**Record excerpts:**
※ ※ ※

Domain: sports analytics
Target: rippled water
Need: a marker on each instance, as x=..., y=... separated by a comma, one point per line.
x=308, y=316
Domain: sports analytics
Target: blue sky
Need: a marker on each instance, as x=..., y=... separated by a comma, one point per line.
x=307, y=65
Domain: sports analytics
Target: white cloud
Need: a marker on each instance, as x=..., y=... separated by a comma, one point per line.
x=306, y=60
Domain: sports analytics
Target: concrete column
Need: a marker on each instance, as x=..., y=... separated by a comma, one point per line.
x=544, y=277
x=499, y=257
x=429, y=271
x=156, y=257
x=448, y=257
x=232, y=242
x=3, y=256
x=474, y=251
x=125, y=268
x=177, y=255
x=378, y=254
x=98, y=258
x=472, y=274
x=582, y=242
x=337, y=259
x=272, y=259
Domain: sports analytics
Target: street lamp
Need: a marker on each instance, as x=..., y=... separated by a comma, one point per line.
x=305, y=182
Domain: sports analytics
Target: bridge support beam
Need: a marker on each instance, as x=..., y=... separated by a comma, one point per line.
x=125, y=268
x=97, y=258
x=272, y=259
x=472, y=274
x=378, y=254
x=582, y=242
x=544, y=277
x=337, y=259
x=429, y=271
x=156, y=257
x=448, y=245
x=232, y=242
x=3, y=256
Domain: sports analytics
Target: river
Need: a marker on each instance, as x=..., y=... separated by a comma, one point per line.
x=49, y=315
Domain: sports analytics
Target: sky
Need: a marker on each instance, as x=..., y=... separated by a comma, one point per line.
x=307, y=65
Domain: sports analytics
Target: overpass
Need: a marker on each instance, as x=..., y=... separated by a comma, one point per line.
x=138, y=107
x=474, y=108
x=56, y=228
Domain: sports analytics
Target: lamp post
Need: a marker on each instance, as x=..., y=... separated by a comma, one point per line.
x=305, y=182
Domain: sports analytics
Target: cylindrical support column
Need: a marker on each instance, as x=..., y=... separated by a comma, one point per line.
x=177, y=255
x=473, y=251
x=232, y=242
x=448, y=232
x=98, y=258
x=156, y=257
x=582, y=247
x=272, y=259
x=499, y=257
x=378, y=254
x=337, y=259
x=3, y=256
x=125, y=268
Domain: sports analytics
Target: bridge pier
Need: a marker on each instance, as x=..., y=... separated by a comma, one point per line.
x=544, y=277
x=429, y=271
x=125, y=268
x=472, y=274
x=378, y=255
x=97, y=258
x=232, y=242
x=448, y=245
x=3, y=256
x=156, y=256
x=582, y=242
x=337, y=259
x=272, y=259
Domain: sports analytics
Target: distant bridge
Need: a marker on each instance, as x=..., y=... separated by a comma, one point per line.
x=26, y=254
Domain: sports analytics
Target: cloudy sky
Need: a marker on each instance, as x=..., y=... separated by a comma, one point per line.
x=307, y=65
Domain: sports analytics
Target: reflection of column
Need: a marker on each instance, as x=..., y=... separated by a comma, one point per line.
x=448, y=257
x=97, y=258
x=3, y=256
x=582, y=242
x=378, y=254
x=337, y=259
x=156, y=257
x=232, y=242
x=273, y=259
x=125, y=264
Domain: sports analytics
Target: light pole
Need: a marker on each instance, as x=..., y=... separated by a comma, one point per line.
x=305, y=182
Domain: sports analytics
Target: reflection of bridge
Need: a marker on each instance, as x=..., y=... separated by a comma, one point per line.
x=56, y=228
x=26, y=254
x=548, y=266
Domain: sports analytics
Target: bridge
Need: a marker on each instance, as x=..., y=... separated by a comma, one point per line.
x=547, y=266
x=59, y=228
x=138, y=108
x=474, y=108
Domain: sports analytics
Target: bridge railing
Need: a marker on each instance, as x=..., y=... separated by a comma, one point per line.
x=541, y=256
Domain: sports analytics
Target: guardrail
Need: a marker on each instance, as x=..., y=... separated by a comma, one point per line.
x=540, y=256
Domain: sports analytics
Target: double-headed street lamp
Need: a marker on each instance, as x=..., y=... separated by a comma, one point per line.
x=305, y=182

※ ※ ※

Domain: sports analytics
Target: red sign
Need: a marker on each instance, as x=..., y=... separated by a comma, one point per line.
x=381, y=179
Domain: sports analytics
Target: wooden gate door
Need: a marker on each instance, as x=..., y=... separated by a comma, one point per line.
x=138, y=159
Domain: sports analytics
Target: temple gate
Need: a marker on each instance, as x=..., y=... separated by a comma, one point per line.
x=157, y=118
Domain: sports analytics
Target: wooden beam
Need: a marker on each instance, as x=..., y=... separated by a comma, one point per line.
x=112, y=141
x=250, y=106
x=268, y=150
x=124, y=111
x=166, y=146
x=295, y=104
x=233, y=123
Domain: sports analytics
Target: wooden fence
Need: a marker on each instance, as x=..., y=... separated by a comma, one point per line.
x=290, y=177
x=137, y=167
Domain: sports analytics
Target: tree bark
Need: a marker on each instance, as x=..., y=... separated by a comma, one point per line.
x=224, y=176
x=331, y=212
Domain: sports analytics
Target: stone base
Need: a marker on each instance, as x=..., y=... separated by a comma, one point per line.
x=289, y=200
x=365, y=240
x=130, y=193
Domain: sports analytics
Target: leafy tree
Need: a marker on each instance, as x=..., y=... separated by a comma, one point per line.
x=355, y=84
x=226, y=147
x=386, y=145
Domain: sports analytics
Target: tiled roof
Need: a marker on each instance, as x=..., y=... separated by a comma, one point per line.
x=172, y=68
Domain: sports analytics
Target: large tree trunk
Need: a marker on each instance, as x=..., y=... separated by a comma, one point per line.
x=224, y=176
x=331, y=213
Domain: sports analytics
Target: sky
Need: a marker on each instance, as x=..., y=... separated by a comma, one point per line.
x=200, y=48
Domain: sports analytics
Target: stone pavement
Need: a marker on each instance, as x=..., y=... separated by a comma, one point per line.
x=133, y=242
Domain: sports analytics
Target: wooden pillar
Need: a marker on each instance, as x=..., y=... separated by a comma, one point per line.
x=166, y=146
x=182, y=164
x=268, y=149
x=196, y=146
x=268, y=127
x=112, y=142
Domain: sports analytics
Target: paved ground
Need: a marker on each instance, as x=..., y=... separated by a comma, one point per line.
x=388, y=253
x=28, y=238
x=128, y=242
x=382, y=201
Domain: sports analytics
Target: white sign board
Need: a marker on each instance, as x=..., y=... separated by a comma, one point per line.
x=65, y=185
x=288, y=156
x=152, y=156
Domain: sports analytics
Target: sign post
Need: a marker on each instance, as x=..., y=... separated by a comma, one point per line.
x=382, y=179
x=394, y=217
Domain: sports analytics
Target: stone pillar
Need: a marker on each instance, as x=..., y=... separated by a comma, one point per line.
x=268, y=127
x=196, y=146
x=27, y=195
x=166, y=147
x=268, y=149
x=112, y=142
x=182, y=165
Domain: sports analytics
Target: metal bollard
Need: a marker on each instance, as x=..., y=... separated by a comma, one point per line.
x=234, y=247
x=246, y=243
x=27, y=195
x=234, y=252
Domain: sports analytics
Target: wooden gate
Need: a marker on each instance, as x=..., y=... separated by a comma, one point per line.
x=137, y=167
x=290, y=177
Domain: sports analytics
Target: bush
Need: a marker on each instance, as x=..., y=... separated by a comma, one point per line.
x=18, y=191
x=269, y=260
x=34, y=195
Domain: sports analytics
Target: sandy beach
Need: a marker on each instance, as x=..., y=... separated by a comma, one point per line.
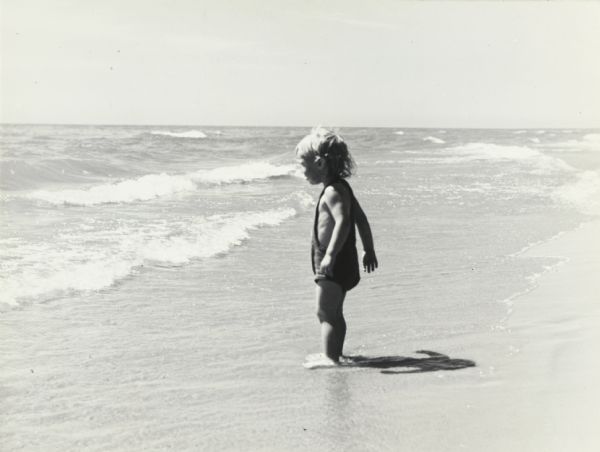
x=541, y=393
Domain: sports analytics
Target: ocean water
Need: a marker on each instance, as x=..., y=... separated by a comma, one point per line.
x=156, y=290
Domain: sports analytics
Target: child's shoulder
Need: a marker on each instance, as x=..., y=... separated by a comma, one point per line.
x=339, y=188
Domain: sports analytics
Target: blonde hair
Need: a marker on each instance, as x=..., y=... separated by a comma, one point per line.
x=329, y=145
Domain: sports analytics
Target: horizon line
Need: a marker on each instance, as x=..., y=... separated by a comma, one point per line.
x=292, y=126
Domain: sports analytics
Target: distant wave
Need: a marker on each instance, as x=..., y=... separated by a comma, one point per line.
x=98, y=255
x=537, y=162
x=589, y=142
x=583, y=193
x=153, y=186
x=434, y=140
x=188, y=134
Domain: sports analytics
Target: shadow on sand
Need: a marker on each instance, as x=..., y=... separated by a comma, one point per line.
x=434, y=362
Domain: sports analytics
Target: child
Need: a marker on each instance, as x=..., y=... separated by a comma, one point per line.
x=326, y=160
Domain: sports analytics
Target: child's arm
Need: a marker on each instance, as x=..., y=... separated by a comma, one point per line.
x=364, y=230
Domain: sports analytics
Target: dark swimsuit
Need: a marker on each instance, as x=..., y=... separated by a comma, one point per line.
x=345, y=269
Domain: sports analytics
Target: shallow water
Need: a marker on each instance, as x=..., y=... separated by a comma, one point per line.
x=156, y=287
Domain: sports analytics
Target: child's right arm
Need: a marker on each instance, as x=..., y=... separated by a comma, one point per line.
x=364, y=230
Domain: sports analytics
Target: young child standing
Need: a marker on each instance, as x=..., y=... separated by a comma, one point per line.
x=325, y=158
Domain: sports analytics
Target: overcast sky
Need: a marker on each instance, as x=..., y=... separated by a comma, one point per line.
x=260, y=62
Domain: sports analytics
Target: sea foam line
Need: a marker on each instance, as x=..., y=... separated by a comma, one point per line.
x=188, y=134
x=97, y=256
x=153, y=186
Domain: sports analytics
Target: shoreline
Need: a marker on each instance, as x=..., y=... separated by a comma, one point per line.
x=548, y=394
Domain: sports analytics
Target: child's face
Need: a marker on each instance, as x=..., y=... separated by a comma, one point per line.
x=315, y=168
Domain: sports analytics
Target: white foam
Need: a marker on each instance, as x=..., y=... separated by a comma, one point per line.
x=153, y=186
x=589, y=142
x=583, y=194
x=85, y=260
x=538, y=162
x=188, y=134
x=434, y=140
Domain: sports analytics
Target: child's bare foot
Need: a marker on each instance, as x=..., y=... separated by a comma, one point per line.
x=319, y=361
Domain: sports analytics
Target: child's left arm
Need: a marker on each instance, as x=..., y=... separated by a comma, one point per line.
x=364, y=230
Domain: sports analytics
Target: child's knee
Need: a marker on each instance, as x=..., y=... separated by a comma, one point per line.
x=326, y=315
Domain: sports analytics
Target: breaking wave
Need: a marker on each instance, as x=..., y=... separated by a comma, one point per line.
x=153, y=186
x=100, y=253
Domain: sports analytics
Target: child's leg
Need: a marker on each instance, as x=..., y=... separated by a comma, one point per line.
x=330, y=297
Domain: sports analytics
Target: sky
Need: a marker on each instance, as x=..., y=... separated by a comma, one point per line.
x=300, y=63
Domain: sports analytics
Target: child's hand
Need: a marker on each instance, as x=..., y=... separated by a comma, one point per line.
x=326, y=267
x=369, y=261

※ ※ ※

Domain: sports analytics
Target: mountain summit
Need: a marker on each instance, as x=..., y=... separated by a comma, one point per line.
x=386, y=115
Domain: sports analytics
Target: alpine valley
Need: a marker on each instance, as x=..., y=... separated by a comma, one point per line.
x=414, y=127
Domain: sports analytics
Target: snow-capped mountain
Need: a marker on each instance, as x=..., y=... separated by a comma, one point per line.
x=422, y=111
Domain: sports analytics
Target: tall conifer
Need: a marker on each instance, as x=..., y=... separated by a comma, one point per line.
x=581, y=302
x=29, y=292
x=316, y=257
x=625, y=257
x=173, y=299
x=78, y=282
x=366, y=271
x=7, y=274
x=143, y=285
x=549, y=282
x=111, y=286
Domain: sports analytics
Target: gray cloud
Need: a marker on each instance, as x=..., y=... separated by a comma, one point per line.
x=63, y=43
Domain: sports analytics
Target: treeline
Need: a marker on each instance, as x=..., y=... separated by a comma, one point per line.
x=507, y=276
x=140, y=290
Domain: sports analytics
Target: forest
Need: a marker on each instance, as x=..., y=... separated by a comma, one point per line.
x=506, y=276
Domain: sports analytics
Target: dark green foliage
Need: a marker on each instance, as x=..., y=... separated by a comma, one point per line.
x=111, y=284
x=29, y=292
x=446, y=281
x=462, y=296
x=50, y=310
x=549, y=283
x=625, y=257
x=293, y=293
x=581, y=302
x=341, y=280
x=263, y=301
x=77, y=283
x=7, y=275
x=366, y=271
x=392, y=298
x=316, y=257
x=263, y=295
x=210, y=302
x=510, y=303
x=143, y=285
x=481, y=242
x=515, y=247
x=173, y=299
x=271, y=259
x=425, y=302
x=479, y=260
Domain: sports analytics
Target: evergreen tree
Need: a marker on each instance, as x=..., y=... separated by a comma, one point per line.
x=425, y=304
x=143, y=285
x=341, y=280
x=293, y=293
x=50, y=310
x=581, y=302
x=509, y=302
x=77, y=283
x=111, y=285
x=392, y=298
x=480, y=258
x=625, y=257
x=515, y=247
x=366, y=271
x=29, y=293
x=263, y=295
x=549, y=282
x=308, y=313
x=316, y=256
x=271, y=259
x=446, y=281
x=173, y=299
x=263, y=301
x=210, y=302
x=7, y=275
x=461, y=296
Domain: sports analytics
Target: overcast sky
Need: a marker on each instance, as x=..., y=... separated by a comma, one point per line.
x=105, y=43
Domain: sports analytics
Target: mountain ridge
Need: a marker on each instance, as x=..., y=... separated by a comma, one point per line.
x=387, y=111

※ ※ ※

**Problem description:** Filter the listing by the string "bridge"; copy each matching line.

**Result of the task:**
Target: bridge support beam
Target: bridge pier
Target: distant bridge
Target: reflection of bridge
Target: bridge
Target: bridge railing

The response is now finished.